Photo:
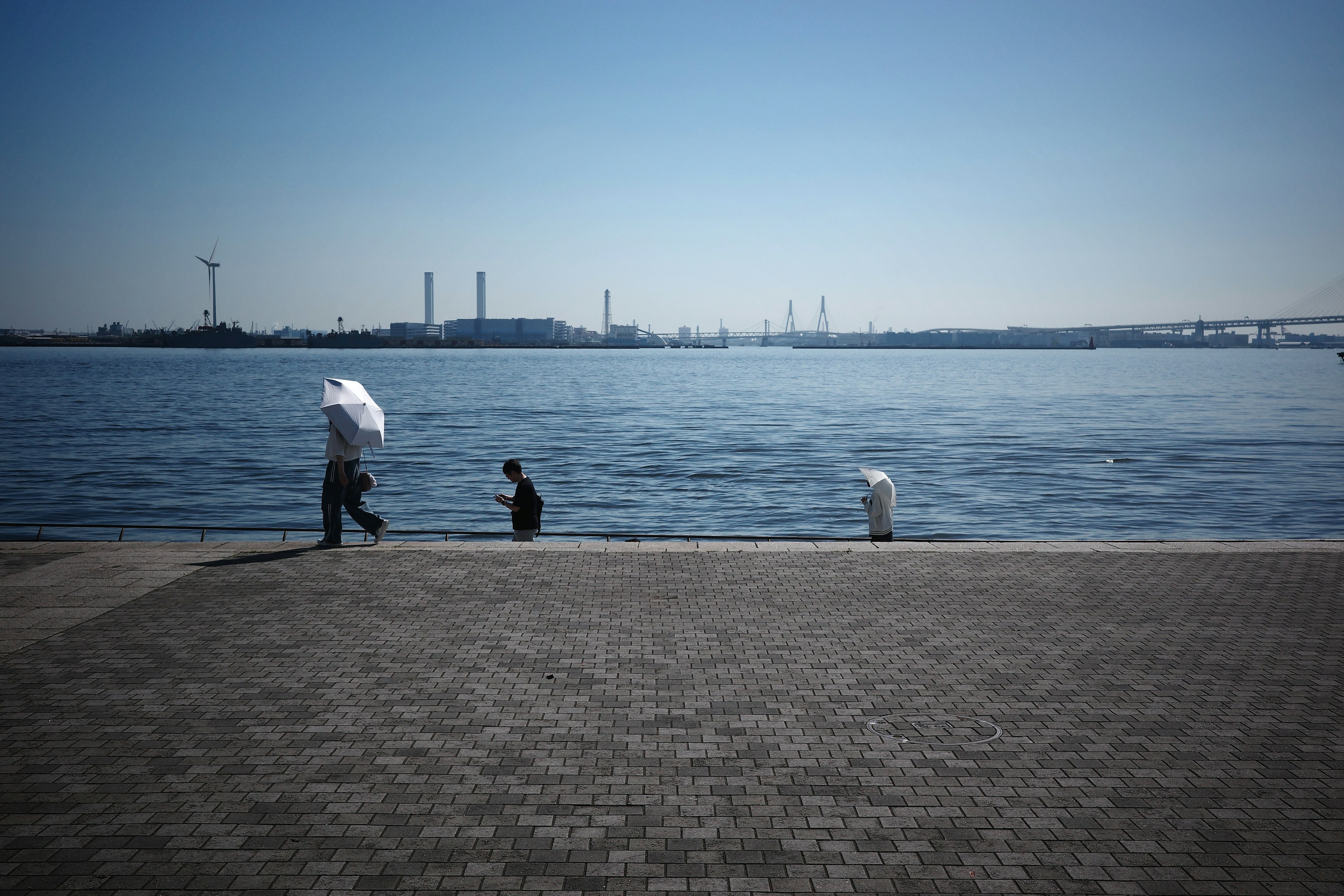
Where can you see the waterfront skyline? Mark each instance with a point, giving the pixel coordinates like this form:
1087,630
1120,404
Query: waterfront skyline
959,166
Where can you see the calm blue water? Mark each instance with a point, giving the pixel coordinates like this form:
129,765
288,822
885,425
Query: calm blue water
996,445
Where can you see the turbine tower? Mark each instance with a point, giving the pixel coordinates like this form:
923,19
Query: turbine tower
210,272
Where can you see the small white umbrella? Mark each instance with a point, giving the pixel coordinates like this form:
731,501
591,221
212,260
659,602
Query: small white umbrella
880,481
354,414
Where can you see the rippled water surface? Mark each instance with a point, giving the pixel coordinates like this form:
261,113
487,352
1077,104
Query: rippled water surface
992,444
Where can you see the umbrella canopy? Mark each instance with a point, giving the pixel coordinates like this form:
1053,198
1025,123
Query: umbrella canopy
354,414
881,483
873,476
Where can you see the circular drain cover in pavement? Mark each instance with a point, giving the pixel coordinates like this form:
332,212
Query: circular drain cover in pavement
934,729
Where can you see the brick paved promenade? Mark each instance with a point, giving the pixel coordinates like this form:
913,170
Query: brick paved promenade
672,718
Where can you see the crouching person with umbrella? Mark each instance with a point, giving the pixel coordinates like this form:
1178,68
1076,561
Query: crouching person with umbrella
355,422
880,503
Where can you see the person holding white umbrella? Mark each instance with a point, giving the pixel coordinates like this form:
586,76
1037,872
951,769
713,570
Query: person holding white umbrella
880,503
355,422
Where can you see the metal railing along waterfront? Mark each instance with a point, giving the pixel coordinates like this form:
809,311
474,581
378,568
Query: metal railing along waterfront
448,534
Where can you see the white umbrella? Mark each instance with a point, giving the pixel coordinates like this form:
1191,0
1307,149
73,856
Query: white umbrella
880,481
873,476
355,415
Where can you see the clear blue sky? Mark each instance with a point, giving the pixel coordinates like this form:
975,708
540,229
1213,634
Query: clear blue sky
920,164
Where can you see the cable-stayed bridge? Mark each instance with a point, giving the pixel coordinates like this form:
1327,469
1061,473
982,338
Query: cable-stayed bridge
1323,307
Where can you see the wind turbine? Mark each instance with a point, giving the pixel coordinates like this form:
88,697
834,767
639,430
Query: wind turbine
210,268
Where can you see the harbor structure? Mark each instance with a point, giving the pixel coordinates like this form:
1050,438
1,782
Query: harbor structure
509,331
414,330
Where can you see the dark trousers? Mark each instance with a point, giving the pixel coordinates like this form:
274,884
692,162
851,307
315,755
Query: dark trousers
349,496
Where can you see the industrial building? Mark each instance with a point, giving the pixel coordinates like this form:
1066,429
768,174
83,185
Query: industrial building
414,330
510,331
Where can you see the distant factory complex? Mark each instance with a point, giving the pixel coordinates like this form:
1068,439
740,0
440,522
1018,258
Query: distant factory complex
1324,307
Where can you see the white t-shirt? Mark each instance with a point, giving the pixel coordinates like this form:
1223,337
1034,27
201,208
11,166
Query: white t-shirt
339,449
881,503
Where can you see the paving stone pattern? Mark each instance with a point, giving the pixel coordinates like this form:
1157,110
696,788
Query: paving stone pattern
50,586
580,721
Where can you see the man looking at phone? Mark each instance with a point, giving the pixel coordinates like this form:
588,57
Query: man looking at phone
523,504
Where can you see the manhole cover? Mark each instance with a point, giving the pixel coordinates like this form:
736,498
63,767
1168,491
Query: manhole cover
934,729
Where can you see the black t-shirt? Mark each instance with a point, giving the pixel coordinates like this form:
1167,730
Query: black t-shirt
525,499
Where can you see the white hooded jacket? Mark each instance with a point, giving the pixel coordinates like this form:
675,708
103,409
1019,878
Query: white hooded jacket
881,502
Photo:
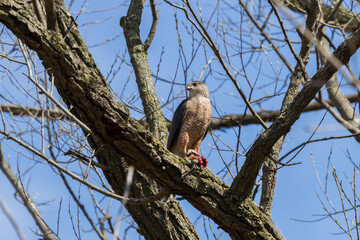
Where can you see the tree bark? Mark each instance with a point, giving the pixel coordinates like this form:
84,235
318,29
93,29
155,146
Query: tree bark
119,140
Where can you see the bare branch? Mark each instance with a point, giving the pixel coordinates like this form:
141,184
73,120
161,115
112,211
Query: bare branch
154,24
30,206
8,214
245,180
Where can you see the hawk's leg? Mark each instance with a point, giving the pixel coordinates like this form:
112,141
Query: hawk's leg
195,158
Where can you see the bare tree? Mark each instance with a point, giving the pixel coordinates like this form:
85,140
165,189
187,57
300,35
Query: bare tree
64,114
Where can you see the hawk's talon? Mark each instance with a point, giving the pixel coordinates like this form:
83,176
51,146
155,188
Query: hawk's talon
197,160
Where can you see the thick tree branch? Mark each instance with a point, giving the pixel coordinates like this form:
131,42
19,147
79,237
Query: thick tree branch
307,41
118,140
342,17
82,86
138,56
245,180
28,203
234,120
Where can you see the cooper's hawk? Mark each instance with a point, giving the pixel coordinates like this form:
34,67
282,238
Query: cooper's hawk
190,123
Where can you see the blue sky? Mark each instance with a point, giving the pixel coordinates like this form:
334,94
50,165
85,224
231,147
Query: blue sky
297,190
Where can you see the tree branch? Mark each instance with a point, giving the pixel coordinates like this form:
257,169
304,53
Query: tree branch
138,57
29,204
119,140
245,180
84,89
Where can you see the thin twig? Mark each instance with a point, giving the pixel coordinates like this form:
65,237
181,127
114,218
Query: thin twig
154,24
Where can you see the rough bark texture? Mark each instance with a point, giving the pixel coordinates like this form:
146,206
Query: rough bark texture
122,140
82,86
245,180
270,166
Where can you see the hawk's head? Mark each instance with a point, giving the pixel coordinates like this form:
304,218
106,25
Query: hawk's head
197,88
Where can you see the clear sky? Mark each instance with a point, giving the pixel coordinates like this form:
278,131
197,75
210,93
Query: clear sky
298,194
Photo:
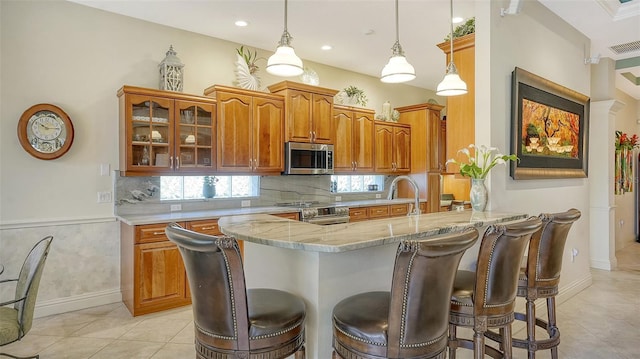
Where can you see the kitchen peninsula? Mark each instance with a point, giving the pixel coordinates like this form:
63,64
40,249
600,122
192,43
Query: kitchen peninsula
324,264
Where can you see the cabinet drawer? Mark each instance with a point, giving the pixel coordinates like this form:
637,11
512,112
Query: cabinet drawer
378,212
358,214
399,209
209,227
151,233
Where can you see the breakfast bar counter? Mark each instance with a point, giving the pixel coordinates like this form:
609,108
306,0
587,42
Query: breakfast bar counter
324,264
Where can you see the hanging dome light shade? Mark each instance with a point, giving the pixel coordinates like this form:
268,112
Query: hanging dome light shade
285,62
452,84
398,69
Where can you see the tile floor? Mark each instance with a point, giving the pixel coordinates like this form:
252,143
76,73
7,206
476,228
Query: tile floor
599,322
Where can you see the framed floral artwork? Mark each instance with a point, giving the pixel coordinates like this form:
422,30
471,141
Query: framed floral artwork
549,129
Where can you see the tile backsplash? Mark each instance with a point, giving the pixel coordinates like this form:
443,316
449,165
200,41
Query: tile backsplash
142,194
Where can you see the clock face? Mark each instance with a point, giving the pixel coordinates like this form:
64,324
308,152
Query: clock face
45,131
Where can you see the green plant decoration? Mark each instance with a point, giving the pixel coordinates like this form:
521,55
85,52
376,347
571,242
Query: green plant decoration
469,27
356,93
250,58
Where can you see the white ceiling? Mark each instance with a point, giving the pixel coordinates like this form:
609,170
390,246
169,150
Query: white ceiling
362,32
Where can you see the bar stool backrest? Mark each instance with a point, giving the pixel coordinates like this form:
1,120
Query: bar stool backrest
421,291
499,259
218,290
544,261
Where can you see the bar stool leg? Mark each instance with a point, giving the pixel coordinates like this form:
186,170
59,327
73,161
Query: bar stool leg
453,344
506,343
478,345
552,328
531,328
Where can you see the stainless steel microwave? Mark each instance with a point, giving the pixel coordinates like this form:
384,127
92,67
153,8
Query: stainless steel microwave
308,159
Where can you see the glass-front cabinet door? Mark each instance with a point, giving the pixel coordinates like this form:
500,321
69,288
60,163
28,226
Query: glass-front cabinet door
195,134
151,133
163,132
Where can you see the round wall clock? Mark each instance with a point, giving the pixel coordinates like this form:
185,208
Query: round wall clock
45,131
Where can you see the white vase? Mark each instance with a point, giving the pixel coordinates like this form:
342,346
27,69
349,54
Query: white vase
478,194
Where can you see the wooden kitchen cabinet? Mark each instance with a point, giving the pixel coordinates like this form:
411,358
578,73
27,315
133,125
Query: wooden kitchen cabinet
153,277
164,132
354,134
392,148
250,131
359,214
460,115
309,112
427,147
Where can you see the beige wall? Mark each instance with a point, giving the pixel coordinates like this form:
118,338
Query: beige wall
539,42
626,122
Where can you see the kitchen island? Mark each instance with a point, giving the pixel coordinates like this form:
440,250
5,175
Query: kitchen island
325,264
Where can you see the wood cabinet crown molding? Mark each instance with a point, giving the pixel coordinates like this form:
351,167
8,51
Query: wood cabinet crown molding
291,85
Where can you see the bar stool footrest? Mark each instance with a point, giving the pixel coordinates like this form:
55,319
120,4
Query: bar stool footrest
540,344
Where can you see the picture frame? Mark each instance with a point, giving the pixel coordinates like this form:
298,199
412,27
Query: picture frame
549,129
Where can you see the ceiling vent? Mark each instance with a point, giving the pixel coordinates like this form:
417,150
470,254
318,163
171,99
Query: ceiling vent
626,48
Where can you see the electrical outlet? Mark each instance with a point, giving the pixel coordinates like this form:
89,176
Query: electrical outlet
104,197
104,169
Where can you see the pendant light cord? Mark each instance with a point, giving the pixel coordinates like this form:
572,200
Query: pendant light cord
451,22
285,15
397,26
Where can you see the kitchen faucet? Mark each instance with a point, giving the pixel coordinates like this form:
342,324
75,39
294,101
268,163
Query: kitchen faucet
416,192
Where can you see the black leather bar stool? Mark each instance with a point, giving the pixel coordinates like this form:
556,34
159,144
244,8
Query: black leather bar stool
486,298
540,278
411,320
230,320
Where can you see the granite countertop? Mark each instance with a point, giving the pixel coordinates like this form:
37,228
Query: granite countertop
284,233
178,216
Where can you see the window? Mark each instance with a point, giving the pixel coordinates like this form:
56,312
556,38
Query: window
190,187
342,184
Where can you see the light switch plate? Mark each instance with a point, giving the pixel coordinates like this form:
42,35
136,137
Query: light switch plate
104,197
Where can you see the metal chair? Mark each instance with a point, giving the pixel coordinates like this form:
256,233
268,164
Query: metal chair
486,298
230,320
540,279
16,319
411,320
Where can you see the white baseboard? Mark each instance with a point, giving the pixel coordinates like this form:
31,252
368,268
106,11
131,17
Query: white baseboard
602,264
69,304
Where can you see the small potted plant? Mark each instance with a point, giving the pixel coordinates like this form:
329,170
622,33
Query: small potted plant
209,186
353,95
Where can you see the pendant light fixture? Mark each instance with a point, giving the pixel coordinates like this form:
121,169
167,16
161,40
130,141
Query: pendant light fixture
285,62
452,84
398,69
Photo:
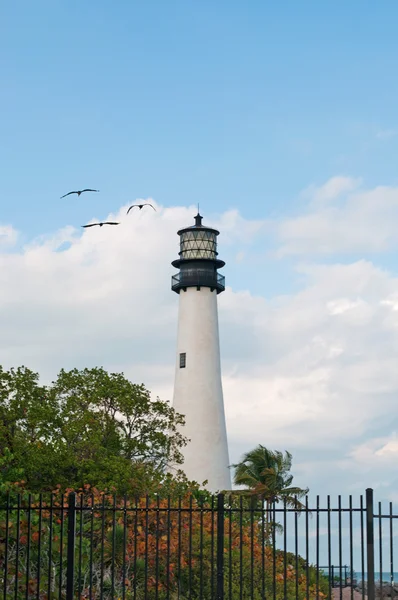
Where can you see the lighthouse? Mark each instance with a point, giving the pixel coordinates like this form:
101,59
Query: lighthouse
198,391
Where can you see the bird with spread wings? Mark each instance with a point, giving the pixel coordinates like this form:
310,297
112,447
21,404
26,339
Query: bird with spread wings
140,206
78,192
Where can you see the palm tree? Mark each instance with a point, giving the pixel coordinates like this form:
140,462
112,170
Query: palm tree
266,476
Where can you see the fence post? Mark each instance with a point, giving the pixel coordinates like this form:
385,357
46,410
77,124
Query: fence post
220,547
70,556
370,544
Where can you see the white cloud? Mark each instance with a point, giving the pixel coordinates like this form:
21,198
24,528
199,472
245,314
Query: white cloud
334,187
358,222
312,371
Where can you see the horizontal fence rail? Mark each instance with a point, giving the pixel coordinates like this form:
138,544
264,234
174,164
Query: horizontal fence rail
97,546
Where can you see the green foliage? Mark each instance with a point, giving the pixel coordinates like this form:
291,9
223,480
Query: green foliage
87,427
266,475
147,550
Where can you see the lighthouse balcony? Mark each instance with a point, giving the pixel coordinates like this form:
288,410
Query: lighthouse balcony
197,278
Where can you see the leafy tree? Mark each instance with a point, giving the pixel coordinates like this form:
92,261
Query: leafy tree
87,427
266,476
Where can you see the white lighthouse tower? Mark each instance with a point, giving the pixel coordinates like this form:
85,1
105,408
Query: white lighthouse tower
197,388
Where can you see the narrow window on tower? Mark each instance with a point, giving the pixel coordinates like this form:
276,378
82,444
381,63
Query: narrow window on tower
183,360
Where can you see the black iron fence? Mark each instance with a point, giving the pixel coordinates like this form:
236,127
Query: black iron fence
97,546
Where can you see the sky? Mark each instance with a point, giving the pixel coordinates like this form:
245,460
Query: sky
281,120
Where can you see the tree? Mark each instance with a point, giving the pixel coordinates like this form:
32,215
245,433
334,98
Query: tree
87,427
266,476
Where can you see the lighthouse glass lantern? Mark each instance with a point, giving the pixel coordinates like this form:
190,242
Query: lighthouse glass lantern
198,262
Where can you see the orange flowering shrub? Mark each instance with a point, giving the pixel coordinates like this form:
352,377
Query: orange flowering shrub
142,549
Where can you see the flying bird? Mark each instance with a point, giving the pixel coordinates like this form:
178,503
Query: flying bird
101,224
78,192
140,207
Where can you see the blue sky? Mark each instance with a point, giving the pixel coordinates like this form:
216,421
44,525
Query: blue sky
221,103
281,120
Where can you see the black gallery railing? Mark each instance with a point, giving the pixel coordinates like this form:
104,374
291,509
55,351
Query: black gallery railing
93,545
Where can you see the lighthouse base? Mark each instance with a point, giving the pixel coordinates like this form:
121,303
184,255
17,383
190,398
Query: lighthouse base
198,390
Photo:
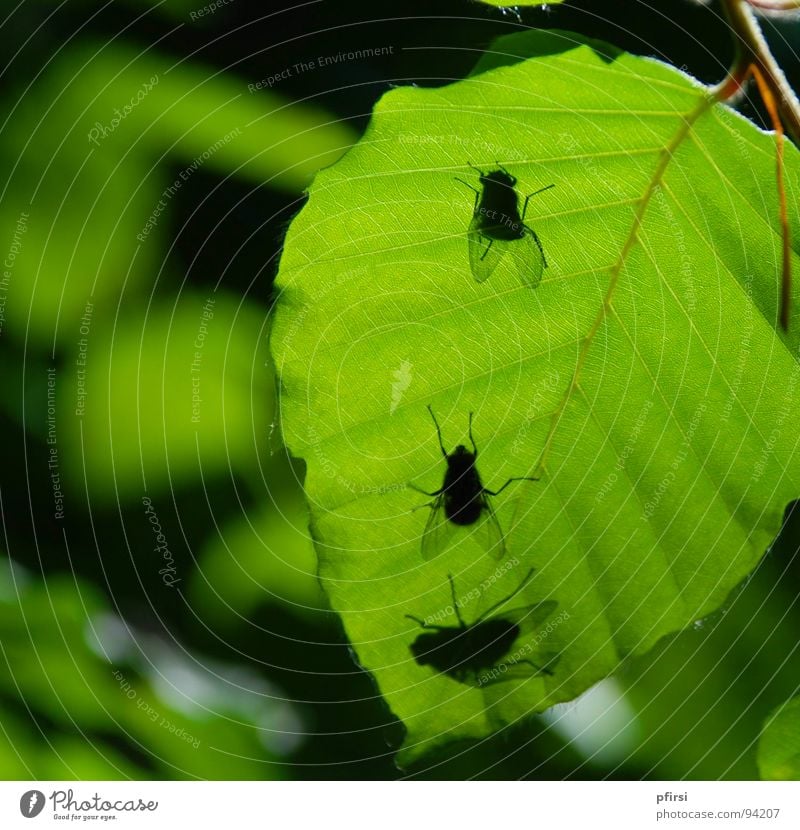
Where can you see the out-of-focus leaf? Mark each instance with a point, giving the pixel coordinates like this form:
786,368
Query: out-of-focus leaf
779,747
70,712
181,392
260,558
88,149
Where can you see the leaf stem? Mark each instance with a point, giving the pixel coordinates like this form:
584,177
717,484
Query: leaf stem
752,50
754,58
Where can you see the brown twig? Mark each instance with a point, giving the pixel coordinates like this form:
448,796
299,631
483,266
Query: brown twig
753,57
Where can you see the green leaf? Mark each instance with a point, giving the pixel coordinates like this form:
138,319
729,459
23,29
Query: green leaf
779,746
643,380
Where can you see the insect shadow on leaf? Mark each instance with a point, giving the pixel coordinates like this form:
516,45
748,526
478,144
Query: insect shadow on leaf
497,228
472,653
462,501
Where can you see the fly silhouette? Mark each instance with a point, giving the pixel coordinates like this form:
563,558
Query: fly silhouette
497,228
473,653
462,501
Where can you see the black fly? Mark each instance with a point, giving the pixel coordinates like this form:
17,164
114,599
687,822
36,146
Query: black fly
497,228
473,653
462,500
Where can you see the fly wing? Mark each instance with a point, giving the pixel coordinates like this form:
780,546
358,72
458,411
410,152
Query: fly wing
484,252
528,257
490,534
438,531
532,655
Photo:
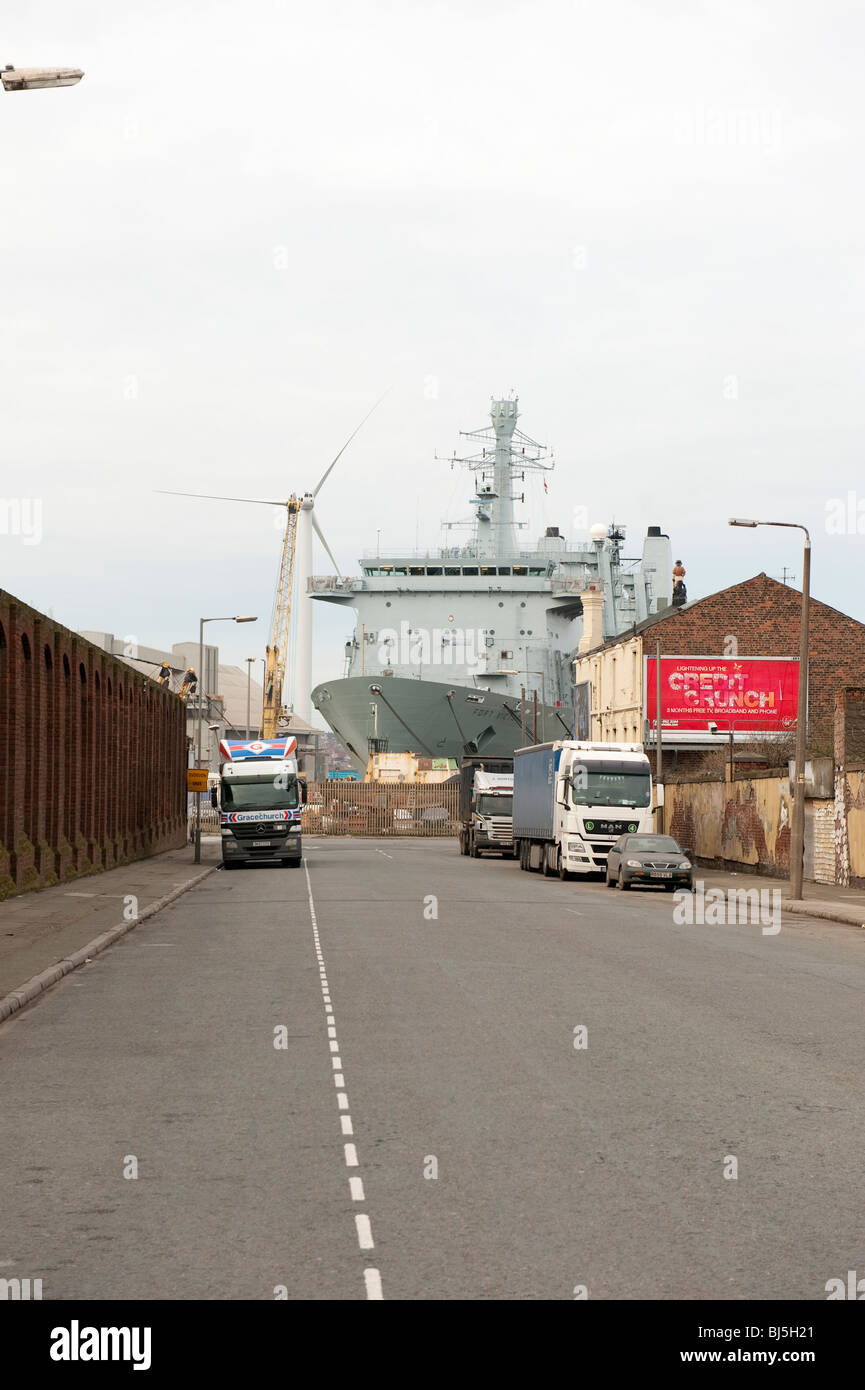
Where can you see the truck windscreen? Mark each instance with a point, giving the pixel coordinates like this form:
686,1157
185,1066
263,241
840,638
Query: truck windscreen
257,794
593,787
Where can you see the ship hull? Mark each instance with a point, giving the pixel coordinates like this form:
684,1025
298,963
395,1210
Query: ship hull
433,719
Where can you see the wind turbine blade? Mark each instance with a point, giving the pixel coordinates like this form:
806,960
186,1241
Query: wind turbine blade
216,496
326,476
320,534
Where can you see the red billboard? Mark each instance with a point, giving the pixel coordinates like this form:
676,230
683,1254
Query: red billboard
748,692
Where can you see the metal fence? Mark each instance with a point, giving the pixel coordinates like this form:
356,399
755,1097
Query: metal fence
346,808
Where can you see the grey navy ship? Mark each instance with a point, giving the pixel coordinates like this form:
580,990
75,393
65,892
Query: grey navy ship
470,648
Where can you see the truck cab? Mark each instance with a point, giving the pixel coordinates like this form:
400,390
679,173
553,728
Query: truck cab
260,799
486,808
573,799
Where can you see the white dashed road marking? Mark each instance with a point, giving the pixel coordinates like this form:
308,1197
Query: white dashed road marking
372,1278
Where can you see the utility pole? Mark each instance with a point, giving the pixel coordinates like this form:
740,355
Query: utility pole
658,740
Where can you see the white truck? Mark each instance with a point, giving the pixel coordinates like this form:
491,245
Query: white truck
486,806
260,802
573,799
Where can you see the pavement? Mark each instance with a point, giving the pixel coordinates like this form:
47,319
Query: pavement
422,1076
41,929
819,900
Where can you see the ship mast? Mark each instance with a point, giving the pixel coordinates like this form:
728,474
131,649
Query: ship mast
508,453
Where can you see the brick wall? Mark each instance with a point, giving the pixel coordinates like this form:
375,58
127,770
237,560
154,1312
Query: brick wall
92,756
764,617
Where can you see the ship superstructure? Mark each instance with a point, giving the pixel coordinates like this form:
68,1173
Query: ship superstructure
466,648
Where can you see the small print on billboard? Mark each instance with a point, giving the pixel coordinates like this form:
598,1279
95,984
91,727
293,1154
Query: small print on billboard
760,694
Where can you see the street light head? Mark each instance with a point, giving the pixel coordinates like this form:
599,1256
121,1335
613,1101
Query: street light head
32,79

========================================

Challenge. Repeat only what runs from the line holding "Where can you see the pavement?" to the end of the data, keeping every line exactly as written, first and last included.

Full output.
Where can you see the pavement? Mark each instance with a point, giving the pixel coordinates like this form:
47,319
Query: pavement
422,1076
41,929
819,900
Where can you see the ship mast? Mark each instance with a point, giving the pixel coordinates like this form:
728,474
131,649
Query: ship mast
508,453
Where can you see the brick wall? Mark each instance with a point, giving the pixel coordinates like this form:
375,58
127,770
237,560
154,1312
Query: brick wall
92,756
764,617
Where can you see the ship superstructure? Mark each instance with a point, giving the pixel coordinates like this form:
68,1173
Query: ship superstructure
466,648
Where can you see the small print on billboard? Mark each instance with a point, giving the pixel coordinates like this form:
598,1279
95,984
91,727
293,1154
Query: small print on billboard
760,694
Where can you see the street light head? Mark each instance with a point, giving the pixel coordinates like this form:
599,1256
121,1335
613,1101
Query: street light head
32,79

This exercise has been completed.